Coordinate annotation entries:
▬▬▬

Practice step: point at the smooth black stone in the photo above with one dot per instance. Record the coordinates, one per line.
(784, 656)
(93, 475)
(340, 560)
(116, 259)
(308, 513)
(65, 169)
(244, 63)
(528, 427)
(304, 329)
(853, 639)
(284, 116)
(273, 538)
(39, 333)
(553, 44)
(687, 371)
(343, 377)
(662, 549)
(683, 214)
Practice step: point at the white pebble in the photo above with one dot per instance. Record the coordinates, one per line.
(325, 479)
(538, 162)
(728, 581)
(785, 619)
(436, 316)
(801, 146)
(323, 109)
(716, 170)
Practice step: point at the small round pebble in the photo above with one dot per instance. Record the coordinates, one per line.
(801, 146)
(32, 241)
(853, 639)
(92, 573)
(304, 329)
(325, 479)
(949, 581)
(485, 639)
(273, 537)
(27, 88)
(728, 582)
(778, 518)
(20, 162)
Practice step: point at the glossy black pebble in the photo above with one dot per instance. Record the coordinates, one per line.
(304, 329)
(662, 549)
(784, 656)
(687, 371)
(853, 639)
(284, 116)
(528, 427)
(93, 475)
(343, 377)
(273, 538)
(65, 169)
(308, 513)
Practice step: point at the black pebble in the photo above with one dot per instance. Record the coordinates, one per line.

▬▬▬

Problem requirements:
Reproduce every item above line for line, with nothing changed.

The response:
Practice step: point at the smooth black stone in the photo above with one dot per instance. Record the coordinates, one per line.
(784, 656)
(93, 475)
(340, 560)
(116, 259)
(308, 513)
(65, 169)
(244, 63)
(528, 427)
(304, 329)
(853, 639)
(284, 116)
(273, 538)
(39, 333)
(553, 44)
(687, 371)
(343, 377)
(662, 549)
(683, 214)
Practice step: point at the white pebble in the photo above with one dot per instance. Record the coordinates, one per line.
(325, 479)
(538, 162)
(728, 581)
(785, 619)
(436, 316)
(801, 146)
(323, 109)
(716, 170)
Practice step: point at the small round pebble in the photo above with one dot per instance. Record the coordinates, one per line.
(801, 146)
(32, 241)
(853, 639)
(92, 573)
(304, 329)
(325, 479)
(949, 581)
(485, 639)
(273, 537)
(27, 88)
(728, 582)
(778, 518)
(20, 162)
Practice step: point at the glossy black pebble in the photo above with one dot per instance. Record the coordinates, one per line.
(304, 329)
(662, 549)
(784, 656)
(687, 371)
(853, 639)
(284, 116)
(528, 427)
(93, 475)
(343, 377)
(273, 538)
(65, 169)
(308, 513)
Practice step: point at the black pebble in the photo above with one dot per instance. Record the coordinates, one per line.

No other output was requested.